## Requirement
Reproduce the stretch of the D&D Next playtest text from "(Yes, I know" through "level game again.", word for word.

## Text for analysis
-- Opening Marker --

I signed up for the D&D Next playtest mainly out of morbid curiosity, but I’m really digging it.
(Yes, I know this makes me a terrible traitor to Savage Worlds, but if Sean Preston can write his own game and “Wiggy” Wade-Williams can get on the Ubiquity wagon, then I figure a schlub like me is fine.)
I got started in gaming with AD&D 2nd Edition and all of its different saving throws, bend bars/lift gates chances, and non-weapon proficiencies. A few years of chafing against the restrictions of class and level (even with kits) drove me screaming into the welcoming arms of d6 Star Wars, and then on to Storyteller, Unisystem, and Savage Worlds. I flirted with D&D 3.5 after becoming a fan of “The Order of the Stick” and bought the 4E Red Box for the counters and maps, but I never thought I’d actually enjoy playing a class and level game again.

-- Closing Marker --

## Data supplied
-- Opening Marker --

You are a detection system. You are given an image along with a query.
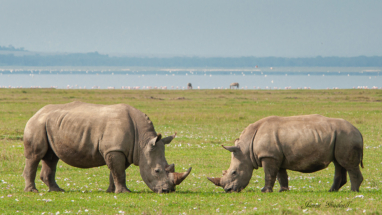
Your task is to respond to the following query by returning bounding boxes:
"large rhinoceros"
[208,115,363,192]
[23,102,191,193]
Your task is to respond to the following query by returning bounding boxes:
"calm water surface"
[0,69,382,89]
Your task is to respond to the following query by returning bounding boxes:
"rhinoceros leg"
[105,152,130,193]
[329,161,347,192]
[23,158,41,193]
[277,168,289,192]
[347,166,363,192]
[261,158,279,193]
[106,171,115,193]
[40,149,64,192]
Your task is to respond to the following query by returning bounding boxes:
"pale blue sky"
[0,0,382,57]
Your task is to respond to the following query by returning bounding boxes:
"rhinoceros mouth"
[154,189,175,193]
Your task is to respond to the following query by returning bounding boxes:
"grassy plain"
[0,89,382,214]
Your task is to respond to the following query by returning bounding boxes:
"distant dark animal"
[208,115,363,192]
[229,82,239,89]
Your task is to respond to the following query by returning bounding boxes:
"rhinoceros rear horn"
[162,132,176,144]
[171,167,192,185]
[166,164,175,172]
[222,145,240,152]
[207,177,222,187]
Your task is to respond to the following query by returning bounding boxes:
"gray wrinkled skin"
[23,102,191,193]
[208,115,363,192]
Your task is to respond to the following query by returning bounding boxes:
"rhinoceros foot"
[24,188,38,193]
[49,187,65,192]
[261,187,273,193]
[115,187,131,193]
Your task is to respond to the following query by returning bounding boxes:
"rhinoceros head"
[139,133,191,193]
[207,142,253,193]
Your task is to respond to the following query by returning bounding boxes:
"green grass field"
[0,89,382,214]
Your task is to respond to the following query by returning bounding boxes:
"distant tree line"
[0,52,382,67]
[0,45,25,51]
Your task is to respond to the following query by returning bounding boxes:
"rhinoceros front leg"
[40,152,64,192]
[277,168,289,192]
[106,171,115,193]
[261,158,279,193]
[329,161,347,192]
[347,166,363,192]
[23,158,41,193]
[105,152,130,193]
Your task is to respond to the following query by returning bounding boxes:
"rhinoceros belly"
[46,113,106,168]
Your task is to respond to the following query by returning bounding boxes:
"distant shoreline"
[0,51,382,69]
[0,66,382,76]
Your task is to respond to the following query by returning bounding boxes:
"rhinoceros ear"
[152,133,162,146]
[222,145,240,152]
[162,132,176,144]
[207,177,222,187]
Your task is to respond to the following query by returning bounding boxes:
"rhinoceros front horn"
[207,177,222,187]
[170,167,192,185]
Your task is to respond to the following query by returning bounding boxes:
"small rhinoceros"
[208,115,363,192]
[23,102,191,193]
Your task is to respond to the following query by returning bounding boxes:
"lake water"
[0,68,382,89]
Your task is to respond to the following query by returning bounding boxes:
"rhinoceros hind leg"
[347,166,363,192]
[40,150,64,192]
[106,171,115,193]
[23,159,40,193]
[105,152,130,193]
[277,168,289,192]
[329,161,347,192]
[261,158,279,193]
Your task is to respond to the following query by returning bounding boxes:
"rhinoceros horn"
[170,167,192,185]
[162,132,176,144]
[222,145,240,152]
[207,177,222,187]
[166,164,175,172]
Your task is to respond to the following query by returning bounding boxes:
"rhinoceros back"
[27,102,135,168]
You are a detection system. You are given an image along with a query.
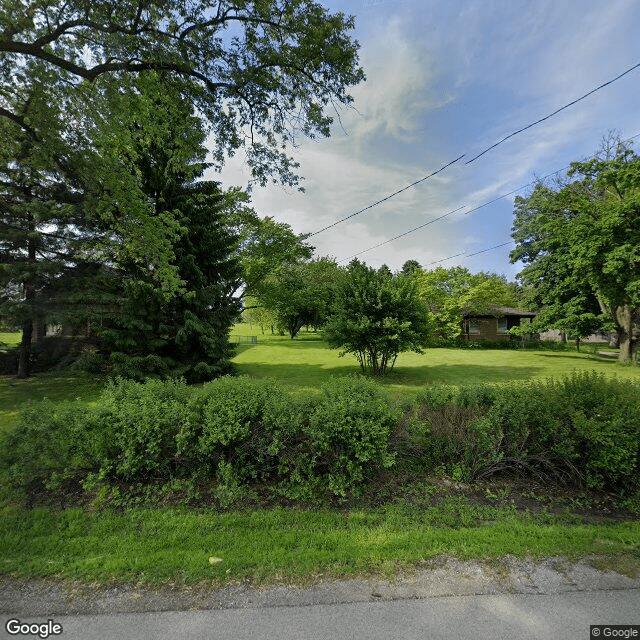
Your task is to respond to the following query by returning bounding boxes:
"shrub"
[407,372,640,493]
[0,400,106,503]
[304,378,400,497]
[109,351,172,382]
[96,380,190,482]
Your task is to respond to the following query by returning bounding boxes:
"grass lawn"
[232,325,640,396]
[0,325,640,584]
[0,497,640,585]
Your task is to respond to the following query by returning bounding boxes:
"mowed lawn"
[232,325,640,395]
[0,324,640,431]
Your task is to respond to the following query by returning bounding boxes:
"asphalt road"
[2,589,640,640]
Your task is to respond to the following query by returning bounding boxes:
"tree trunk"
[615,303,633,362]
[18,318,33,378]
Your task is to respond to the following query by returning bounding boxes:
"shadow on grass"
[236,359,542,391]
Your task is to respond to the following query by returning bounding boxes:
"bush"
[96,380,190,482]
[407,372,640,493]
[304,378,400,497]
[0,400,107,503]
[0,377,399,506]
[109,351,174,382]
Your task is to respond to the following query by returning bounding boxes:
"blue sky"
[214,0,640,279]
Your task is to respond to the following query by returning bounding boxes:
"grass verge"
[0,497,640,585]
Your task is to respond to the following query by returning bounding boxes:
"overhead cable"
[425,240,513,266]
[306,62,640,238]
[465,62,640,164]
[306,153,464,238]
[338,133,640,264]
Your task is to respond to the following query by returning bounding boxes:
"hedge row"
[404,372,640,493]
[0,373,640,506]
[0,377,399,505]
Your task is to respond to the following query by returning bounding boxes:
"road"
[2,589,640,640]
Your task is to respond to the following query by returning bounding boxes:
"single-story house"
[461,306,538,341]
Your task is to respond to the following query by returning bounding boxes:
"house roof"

-- Closing Marker --

## Response
(Yes, I know this makes me a terrible traitor to Savage Worlds, but if Sean Preston can write his own game and “Wiggy” Wade-Williams can get on the Ubiquity wagon, then I figure a schlub like me is fine.)
I got started in gaming with AD&D 2nd Edition and all of its different saving throws, bend bars/lift gates chances, and non-weapon proficiencies. A few years of chafing against the restrictions of class and level (even with kits) drove me screaming into the welcoming arms of d6 Star Wars, and then on to Storyteller, Unisystem, and Savage Worlds. I flirted with D&D 3.5 after becoming a fan of “The Order of the Stick” and bought the 4E Red Box for the counters and maps, but I never thought I’d actually enjoy playing a class and level game again.